** START Data records **

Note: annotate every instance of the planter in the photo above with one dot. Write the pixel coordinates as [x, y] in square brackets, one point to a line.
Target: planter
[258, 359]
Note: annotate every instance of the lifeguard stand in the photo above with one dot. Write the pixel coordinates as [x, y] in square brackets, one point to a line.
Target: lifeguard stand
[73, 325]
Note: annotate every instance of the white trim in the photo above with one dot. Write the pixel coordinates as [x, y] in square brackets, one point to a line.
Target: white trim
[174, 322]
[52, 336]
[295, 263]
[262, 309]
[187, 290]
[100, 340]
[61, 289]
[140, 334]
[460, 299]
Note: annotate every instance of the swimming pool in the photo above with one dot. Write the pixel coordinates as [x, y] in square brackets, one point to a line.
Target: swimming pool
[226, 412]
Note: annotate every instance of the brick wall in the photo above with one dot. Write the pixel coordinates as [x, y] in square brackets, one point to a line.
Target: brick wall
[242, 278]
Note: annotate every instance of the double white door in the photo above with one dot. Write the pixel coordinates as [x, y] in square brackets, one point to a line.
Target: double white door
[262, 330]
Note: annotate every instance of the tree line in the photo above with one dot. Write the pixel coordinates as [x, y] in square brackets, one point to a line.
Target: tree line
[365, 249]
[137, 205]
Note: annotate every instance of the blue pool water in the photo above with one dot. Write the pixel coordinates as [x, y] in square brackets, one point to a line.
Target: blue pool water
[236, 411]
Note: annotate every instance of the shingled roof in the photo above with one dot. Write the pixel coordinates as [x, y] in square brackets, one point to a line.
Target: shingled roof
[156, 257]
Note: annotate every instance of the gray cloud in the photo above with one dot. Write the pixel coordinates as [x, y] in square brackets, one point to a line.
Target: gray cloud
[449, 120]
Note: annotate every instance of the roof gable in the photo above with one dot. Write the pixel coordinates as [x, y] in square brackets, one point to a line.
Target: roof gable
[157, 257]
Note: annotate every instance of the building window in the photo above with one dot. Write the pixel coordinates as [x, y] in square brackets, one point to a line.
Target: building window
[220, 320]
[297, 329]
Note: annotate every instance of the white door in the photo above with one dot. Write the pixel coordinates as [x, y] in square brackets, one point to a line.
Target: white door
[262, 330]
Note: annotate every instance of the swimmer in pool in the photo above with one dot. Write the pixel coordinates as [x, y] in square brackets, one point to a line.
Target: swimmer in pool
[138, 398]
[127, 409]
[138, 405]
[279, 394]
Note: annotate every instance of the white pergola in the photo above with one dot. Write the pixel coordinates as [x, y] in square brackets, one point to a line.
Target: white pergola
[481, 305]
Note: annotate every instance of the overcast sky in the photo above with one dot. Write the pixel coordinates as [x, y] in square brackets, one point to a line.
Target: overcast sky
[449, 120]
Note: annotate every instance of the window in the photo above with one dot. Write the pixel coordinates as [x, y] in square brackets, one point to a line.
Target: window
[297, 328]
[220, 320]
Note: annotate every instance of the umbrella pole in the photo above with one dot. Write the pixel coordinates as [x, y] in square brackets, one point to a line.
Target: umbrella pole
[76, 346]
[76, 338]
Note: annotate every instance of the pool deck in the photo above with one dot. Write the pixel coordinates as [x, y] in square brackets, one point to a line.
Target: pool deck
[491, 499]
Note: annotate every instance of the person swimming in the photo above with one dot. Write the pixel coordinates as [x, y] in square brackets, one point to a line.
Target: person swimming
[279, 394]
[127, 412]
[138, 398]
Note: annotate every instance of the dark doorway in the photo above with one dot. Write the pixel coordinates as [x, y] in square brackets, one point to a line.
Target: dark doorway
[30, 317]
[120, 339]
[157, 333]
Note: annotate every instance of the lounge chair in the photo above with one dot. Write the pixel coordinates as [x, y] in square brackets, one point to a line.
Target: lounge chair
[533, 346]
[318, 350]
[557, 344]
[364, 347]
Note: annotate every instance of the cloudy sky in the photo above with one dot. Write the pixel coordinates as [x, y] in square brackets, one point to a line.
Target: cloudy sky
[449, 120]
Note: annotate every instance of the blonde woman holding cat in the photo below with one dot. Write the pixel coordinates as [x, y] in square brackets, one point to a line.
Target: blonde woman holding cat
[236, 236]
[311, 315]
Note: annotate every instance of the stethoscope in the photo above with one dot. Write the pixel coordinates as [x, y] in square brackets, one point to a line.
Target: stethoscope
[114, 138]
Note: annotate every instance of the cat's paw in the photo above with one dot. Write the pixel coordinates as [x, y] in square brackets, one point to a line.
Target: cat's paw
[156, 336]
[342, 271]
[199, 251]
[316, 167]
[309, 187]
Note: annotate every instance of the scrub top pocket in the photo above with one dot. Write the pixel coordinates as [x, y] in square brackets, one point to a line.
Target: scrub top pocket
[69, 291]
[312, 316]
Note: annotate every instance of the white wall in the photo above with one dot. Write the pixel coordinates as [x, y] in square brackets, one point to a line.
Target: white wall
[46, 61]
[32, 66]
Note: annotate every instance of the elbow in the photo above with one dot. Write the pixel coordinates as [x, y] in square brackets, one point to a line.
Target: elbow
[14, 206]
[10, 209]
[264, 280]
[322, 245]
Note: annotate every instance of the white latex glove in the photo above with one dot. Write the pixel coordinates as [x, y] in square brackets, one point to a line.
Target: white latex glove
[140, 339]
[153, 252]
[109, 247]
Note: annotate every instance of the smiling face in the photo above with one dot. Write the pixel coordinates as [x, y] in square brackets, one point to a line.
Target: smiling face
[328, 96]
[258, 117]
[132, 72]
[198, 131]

** END Data records **

The problem: Can you rewrite every row above so that "one dot" reads "a single dot" wherever it occurs, leaving everything else unchanged?

Reply:
Note: annotate every instance of the planter in the photo above with a single dot. Write the pixel coordinates as [x, y] in square brackets, one point to a line.
Target: planter
[258, 359]
Note: annotate every instance of the lifeguard stand in the photo above with a single dot. Write the pixel coordinates as [x, y] in square brackets, one point to a line.
Target: lifeguard stand
[73, 325]
Note: annotate every instance of the white trim in the photo above with a single dot. Write the pixel coordinates as [x, y] in square brackets, one point to a line.
Target: white trim
[174, 322]
[52, 336]
[295, 263]
[262, 309]
[187, 290]
[100, 340]
[61, 289]
[140, 334]
[460, 299]
Note: annotate every instance of the swimming pool in the photo above with a single dot. Write the pixel coordinates as [x, y] in square brackets, one point to a line.
Target: swimming pool
[226, 412]
Note: annotate every instance of the brick wall in the photo above with a single dot. Write the pixel coordinates as [x, y] in square brackets, one point to a line.
Target: brick wall
[242, 278]
Note: annotate every instance of the double white door in the photo above with a single dot. Write the pixel coordinates as [x, y] in square brackets, one point to a line.
Target: double white door
[262, 330]
Note: annotate every instance of the tree line in the photo above with a single dot. Write the pixel coordinates as [x, y] in square brackets, one point to a line.
Target: tree line
[365, 249]
[137, 205]
Note: annotate every instance of the blue pool water in the photo above with a single dot. Write the pixel coordinates as [x, y] in square brackets, one point to a line.
Target: blue pool water
[236, 411]
Note: annotate every instance of the shingled roof in the photo above with a single dot. Write the pixel coordinates as [x, y] in square brackets, one point to a line.
Target: shingled roof
[156, 257]
Note: annotate every instance of the gray cloud in the photo above with a single dot. Write the pixel coordinates as [x, y] in square brackets, one point to a line.
Target: gray cloud
[449, 120]
Note: annotate every instance of the roof gable in the photo above with a single dot. Write the pixel coordinates as [x, y] in square brackets, one point to a line.
Target: roof gable
[157, 257]
Note: annotate every instance of the building window in the photo above with a single dot. Write the pixel coordinates as [x, y] in square brackets, one point to a line.
Target: building window
[220, 320]
[297, 329]
Note: annotate every instance of the white door in the photo above with a single dot. Write the pixel coordinates as [x, y] in square brackets, one point to a line.
Target: white door
[262, 330]
Note: annotate every instance of the swimmer in pool in the photo above with a single dot. Write the pixel coordinates as [x, y] in square brackets, one point to a line.
Target: swimmer in pool
[138, 398]
[127, 409]
[138, 405]
[279, 394]
Note: annotate every instance of the white pergola in the photo above with a single dot. Write the pixel coordinates as [x, y] in square brackets, one point to a line.
Target: white pergola
[481, 305]
Note: annotate every instance of the overcast sky in the photo above with a single dot. Write the pixel coordinates as [x, y] in square brackets, one point to a line.
Target: overcast sky
[449, 120]
Note: annotate every instance of the window in the photo above with a single dot. Write the pixel coordinates as [x, y] in square brackets, one point to a line.
Target: window
[297, 328]
[220, 320]
Note: annotate every instance of the umbrella pole in the photo above with a single dot. Write the pixel coordinates as [x, y] in square brackets, one point to a line.
Target: umbrella pole
[76, 346]
[76, 338]
Note: annotate every instance of the pool deck in the photo above with a single dot. Write the pixel coordinates as [x, y] in square brackets, one point to a line.
Target: pool deck
[491, 499]
Note: annotate every instance of the person swimming in the photo above with a single dot. Write the pixel coordinates as [x, y] in square brackets, one point to a line.
Target: person swimming
[279, 394]
[127, 412]
[138, 398]
Note: annotate every instance of the dark doorway in the photo above with a single dot. Write the pixel coordinates as [x, y] in square brackets, one point to a line.
Target: dark doorway
[30, 317]
[120, 339]
[157, 333]
Note: annotate every instance of the lounge chair in the photo above with a single dot. Write the pixel coordinates as [x, y] in square brackets, one point to a line.
Target: lounge chair
[533, 346]
[318, 350]
[557, 344]
[364, 347]
Note: annotate every instance of the cloudy sky in the photo above with a single dot. Write the pixel coordinates as [x, y] in square brackets, one point to a line.
Target: cloudy sky
[449, 120]
Note: annotate every instance of the blonde woman holding cat in the photo below with a single dot. Write the pixel coordinates as [x, y] in square brackets, one point to a line.
Target: blonde woman holding cat
[236, 236]
[311, 315]
Note: annotate every instance of the stethoscope in the photo above with a single dot. Write the pixel coordinates as [x, y] in square brackets, one point to a line.
Target: stethoscope
[114, 138]
Note: annotate every instance of the cat's paw in the photo above with a single dot. Write the pixel coordinates as [x, y] in square brackets, one point to a line.
Target: cat's paw
[156, 336]
[342, 271]
[199, 251]
[316, 167]
[309, 187]
Note: annotate every instance of the scrub top pocket in the photo above with a single dot. Write the pixel coordinates as [x, y] in square brackets, one point to a line.
Target: scrub top pocket
[69, 291]
[312, 316]
Note: annotate every instance of the white wall in the photo above with a single dot. Write the pixel coordinates as [x, y] in square brackets, one point to a line.
Target: white wall
[46, 61]
[32, 66]
Note: annotate every instance of the elbow in the photo above with a single dot. Write the pixel coordinates as [x, y] in square brackets, one point to a line.
Target: elbow
[14, 206]
[10, 209]
[264, 280]
[322, 245]
Note: annotate every instance of the white latex glove in the photo above with a single dot. Write the pixel coordinates as [x, y] in square brackets, one point to a line.
Target: white latex glove
[140, 339]
[153, 252]
[109, 247]
Note: annotate every instance of the smiling face in the photo above with a single dot. Write the pixel coordinates as [x, y] in square brackets, one point to a line.
Target: smiling face
[328, 96]
[258, 117]
[132, 72]
[198, 131]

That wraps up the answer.